Print every line of the listing exactly, please.

→ A block of data:

§

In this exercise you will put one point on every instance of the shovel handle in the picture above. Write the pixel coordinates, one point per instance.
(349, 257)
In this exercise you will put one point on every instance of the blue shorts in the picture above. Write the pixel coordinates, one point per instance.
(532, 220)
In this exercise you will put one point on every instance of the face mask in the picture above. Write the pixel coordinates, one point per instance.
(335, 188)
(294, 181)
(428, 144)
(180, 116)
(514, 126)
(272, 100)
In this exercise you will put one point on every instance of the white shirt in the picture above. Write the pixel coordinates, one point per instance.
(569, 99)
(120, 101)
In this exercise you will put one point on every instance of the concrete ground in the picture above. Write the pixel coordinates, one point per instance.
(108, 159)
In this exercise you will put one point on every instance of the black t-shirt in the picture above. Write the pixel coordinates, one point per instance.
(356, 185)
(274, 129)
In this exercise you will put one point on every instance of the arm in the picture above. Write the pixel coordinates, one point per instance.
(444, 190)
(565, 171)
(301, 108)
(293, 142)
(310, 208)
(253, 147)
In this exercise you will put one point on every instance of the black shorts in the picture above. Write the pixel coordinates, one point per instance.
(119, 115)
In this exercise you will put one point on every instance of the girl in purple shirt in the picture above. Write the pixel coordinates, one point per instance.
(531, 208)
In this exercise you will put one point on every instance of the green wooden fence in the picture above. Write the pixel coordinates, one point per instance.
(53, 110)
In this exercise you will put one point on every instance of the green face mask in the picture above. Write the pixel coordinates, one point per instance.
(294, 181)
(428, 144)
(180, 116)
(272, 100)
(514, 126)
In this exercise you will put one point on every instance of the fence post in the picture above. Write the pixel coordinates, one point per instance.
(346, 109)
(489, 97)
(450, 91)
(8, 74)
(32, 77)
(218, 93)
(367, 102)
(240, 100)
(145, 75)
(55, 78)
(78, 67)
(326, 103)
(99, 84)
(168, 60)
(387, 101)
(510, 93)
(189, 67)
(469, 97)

§

→ OUTPUT BELOW:
In this exercise you will put one point on every instance of the shovel handle in the picture above. Write the pixel coordinates, one point per instance.
(349, 257)
In this exercise you will put one point on every instance of the blue shorts in the picture above. Write the pixel coordinates, one point per instance.
(532, 220)
In this exercise you will put one point on every instance of the face mask in the picture above. Write the pixel coordinates, one point per instance.
(335, 188)
(294, 181)
(428, 144)
(180, 116)
(514, 126)
(272, 100)
In this exercise you will put one point on every instance of the white shirt in the picture above. Write the pixel coordinates, one point per instance.
(569, 99)
(120, 101)
In this exercise you will put one point on every instance of the concrete ground in the picture above. Write the pixel coordinates, one point per instance.
(108, 159)
In this exercise you will put one point on every instance of the black t-shirt in the picture above. Write the pixel coordinates, one point per instance.
(356, 185)
(274, 129)
In this exercise you will put one point on every instance of the arm in the picture above. Write the pixel coordinates, one point per instance.
(444, 190)
(565, 171)
(301, 108)
(293, 142)
(310, 208)
(253, 147)
In this exercise you will put one point on every instance of the black shorts in the picture above. Write the pixel coordinates, one point per instance.
(119, 115)
In this exercise you will put one point on every instance of the girl in purple shirt in the picture above. Write the pixel coordinates, one point per instance.
(531, 208)
In this exercise you will put one point on every instance of the green wooden fence in the picture above. Write the pixel coordinates, one point per instance.
(53, 110)
In this exercise you will put one point on every instance of the green face mask in the picture above. Write the pixel coordinates, one point per instance.
(294, 181)
(428, 144)
(180, 116)
(272, 100)
(514, 126)
In this exercise you will put one point on every instance of the fence post in the picture above. Write the pixel coordinates, one point per instance.
(346, 109)
(489, 97)
(450, 91)
(8, 74)
(32, 77)
(218, 93)
(367, 102)
(240, 100)
(145, 75)
(55, 78)
(78, 67)
(326, 103)
(99, 84)
(168, 60)
(387, 101)
(510, 93)
(189, 67)
(469, 97)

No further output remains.